**What this task involves**:
How many lines in the material below contain the string "beige", matching case? Reply with the number alone.

##### Material shown

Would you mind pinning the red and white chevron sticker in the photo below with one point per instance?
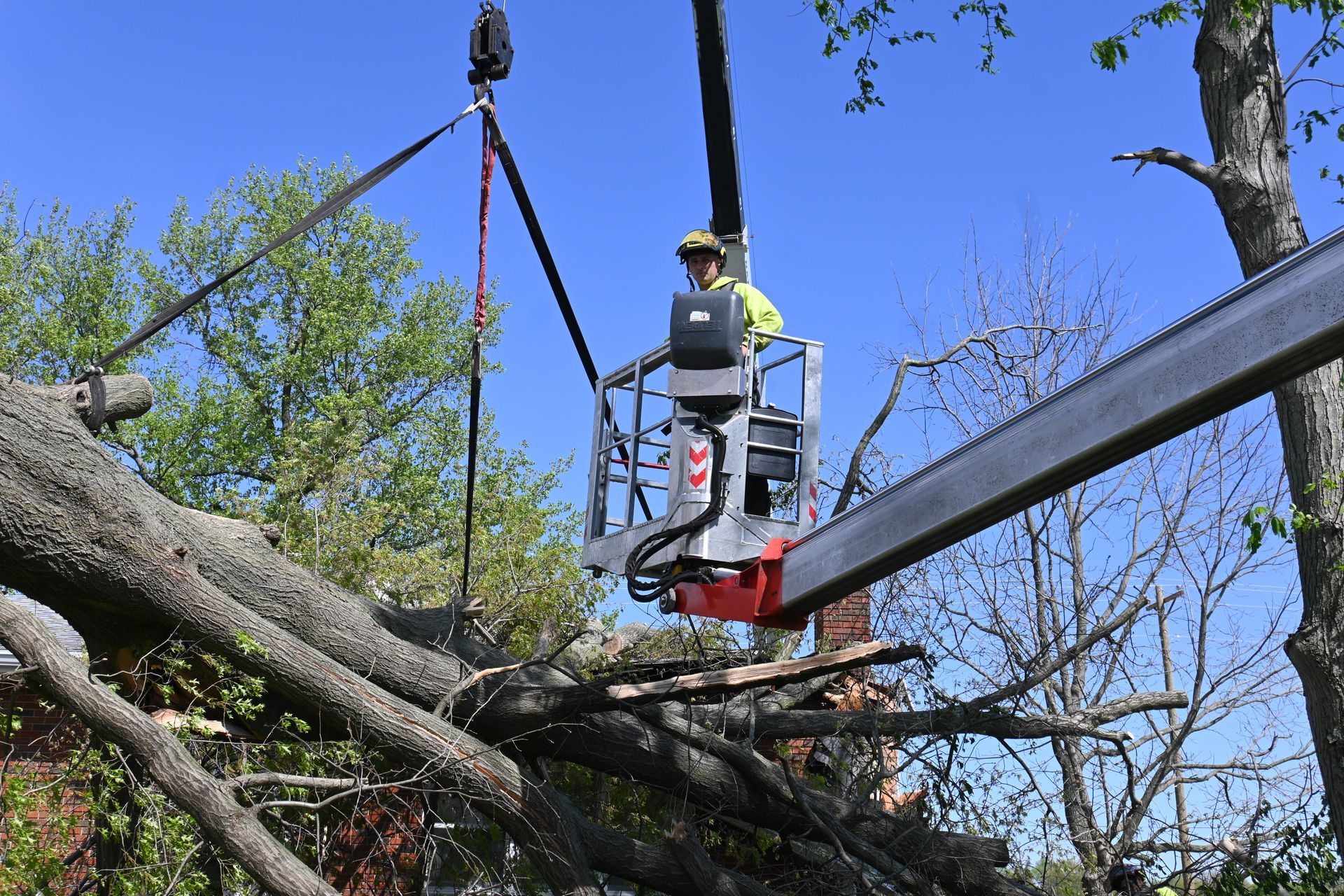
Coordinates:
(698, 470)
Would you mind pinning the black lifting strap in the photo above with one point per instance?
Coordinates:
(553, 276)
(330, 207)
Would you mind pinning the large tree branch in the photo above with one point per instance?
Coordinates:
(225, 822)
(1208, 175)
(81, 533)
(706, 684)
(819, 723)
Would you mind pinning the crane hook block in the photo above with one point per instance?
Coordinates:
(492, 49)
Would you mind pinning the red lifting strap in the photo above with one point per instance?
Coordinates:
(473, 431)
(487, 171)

##########
##### Material shown

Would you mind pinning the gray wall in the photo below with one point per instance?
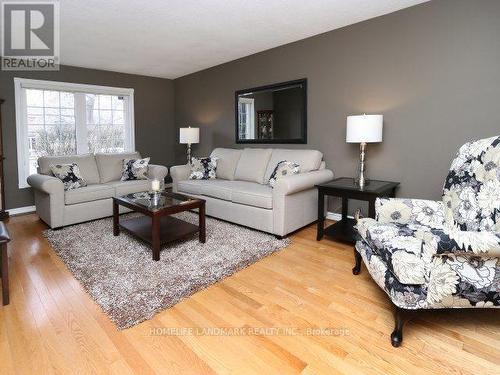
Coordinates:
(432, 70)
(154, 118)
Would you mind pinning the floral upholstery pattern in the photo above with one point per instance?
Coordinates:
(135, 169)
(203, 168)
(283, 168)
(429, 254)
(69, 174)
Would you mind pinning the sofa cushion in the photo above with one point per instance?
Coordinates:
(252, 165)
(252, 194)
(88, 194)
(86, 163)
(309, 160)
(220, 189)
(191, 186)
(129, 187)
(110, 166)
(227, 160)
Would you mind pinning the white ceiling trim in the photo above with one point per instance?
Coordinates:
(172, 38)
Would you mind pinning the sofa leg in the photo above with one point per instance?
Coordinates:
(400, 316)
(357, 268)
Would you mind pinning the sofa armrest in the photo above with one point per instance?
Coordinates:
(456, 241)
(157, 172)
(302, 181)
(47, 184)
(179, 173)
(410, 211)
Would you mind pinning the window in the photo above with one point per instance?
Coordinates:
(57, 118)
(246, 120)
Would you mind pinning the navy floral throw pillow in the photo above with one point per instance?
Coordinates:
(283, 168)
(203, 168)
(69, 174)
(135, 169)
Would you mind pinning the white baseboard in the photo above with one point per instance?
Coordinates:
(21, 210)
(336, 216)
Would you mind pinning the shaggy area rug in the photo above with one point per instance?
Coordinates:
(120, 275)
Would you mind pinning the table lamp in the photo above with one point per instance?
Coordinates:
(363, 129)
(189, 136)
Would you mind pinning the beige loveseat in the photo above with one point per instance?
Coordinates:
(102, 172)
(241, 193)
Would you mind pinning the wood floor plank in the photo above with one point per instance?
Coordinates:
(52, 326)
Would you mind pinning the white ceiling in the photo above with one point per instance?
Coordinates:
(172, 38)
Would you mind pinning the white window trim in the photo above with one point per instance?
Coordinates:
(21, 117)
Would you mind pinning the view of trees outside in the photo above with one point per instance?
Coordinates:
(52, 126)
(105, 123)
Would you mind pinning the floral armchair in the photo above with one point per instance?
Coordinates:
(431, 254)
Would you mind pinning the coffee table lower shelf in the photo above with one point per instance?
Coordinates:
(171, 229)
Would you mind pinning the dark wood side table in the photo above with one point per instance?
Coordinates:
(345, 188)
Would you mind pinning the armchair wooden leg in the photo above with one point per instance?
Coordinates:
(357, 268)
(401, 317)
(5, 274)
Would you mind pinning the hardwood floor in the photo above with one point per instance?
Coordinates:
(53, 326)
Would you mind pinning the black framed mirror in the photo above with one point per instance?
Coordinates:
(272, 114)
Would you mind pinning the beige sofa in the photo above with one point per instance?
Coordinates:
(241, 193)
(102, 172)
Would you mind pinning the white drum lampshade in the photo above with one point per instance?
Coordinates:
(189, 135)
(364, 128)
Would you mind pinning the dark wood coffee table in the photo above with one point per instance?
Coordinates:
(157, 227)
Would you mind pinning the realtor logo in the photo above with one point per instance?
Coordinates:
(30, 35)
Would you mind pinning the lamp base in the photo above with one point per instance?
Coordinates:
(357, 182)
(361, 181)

##########

**Result below**:
2